### TASK
Reproduce every row below verbatim, keeping each on its own line and in the same order.

[PROVIDED DATA start]

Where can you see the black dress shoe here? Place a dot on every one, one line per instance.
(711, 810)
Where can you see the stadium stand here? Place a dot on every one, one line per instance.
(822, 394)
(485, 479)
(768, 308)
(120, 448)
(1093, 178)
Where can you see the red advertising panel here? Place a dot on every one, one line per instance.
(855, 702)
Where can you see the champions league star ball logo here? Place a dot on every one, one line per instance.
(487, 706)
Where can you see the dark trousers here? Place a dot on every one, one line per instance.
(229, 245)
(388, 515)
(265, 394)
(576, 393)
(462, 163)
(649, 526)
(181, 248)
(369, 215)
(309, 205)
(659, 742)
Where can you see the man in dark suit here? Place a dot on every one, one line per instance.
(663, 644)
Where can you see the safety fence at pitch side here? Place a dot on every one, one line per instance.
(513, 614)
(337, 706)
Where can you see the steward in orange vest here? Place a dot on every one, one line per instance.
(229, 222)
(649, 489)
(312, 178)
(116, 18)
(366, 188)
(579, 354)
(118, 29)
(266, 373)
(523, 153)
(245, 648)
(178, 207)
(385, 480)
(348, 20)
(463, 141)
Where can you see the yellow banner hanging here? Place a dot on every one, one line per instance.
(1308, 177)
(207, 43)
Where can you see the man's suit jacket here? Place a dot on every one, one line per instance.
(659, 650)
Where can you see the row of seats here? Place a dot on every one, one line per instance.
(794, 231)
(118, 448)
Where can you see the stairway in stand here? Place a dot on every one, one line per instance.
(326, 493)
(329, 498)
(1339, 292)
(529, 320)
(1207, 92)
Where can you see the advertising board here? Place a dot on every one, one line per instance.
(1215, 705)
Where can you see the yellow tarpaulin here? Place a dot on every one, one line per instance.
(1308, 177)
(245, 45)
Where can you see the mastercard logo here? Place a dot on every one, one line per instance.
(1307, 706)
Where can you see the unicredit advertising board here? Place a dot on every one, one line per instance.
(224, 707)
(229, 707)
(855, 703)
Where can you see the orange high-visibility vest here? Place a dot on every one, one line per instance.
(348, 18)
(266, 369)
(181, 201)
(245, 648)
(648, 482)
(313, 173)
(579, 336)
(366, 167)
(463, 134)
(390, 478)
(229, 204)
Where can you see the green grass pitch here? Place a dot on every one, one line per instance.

[PROVIDED DATA end]

### RESULT
Where can you see the black dress shoe here? Place a dot on every one, one line per instance.
(711, 810)
Where can you see the stadium stand here? Place a dot on every one, one line per instance.
(822, 394)
(485, 479)
(768, 308)
(120, 448)
(1093, 178)
Where can you see the red advertising panel here? Place a dot on every one, one line per instance.
(855, 702)
Where can you see the champions league star ball logo here? Place a dot on every one, one line per instance.
(487, 706)
Where can you see the dark trousers here? Place a dot on every one, one line per instance.
(229, 245)
(388, 515)
(265, 394)
(576, 393)
(462, 163)
(649, 526)
(181, 248)
(369, 215)
(309, 205)
(659, 742)
Where can you see the man in dark suit here? Place a dot on every one, one line per instance.
(663, 644)
Where can you see the safety fence at pitch side here? Place a dot on every one, one line per instance.
(513, 614)
(337, 706)
Where can you see the steward in orange vest here? Place a dot on every one, one line per instance.
(229, 222)
(649, 489)
(312, 178)
(116, 18)
(366, 188)
(579, 354)
(118, 29)
(266, 373)
(523, 153)
(245, 648)
(178, 207)
(385, 480)
(348, 20)
(463, 141)
Where can you see the yellow banner hanging here? Place a dot on every one, one line per instance.
(1308, 177)
(207, 43)
Where can you see the man's suit jacket here? Place a dot on every one, one line per instance.
(659, 650)
Where can you see the row of seats here? Place a dot on every one, one line per instance.
(794, 231)
(118, 448)
Where can you see the stairway in stand here? Place a dot on every one, one line per instance.
(326, 493)
(329, 498)
(1339, 292)
(529, 320)
(1207, 92)
Where can you see the advertising board here? Place a dot on every one, one line per instance.
(1215, 705)
Where can you see the yellow tarpaulin here? Place a dot on every one, one line per instance.
(1308, 177)
(245, 45)
Where can you see the mastercard logo here? Place a dot on every one, one line per instance.
(1307, 706)
Where can you see the unicredit advertising board here? Place a dot on every one, one line per instance.
(224, 707)
(229, 707)
(855, 703)
Where can you see the orange high-visibility vest here? Place a dot on every one, one line per instance.
(348, 18)
(266, 369)
(181, 201)
(245, 648)
(648, 482)
(313, 173)
(579, 336)
(366, 167)
(463, 134)
(390, 478)
(229, 204)
Where can you see the green grass pitch here? Place a dot on every one, one line per instance.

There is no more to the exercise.